◆ **Text segment**:
Looking back, I figure it was some kind of "adrenaline response" of sorts, kind of like an extreme case of "fight or flight", except I was unable to do either one. But, what do I know?

One time, it was right before a house move while I was still working part-time, a very stressfull time for me. The other time was also during an extremely stressful time for me. I was relatively "new" with the POTS diagnosis. My husband was in Europe for 10 days. I, all alone, had to get up at 5AM daily to go down two flights of stairs and walk two dogs. I had to drive one dog to the PET ER, and ultimately put her to sleep. Needless to say, I was extremely depleted.

So, in my case, I attribute my attacks to extreme stress.

Only you know what you are going through, and how you are responding. Only you know if there are any preceding triggers.

◆ **Supplied records**:

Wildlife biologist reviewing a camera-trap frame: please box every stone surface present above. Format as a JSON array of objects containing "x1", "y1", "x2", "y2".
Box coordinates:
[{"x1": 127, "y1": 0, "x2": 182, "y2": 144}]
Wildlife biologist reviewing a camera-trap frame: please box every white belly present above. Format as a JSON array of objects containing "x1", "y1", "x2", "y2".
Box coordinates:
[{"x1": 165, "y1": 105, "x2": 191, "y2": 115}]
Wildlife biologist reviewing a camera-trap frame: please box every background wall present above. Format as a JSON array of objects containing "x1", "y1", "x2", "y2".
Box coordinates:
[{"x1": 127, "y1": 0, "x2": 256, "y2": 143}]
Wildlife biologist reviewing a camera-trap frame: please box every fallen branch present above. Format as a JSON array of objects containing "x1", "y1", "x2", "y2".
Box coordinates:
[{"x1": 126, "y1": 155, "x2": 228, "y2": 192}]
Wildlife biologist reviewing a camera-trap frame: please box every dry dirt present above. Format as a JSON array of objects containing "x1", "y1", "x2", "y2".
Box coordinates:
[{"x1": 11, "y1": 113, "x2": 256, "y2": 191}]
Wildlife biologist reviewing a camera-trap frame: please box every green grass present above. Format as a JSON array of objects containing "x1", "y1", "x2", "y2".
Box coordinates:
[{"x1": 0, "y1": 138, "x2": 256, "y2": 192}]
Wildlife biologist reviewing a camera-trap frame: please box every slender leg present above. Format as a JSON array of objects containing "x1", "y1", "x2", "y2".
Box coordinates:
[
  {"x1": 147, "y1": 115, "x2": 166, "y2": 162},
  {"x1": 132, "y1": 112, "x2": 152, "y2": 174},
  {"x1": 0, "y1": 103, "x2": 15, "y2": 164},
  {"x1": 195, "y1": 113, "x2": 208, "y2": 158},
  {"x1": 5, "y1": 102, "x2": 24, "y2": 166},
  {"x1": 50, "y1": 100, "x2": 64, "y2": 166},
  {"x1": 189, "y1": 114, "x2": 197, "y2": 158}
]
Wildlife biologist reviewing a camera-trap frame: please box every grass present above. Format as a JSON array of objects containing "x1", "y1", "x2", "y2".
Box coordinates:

◆ **What you need to do**:
(1) Reproduce the stretch of the account of stress-triggered attacks from "So, in my case, I" through "any preceding triggers." word for word.
(2) Resume the account of stress-triggered attacks and carry it on from its last sentence.

◆ **Answers for each item**:
(1)
So, in my case, I attribute my attacks to extreme stress.

Only you know what you are going through, and how you are responding. Only you know if there are any preceding triggers.

(2)
It would be near impossible for anyone on this forum to give you a accurate picture of the cause of your crises. I hope you figure it out, or at least, learn what to do, or what to expect. I may be wrong, but I suspect in my case, if it happened to me again, I would tell myself "Oh, I've had this before. I'll make it through again." Actually, it is so nerve-wracking to experience this, that I wouldn't wish it on my worst enemy. I hope I never have this again. And, I hope you don't have this again either.

ETA....I'm assuming that you are aware of possible food triggers, such as tea coffee, chocolate or other caffeine-containing foods. Also, be sure your foods are in their original state, not processed and without chemicals, if possible. Another thought, don't let your blood sugar go into major highs and lows. IOW, don't wait and get real hungry, and then ingest a donut (full of sugar) or candy. Stay away from additives and preservatives, if possible. Also, I hope you are not on any decongestants or other meds that can trigger this response in you? Hopefully, you are not ingesting any "ginsing" or other supplement that could mimic a stimulant? Maybe your responses are triggered by a "certain time of month"? I'm assuming you have already been tested for hyperthyroidism (overactive thyroid)?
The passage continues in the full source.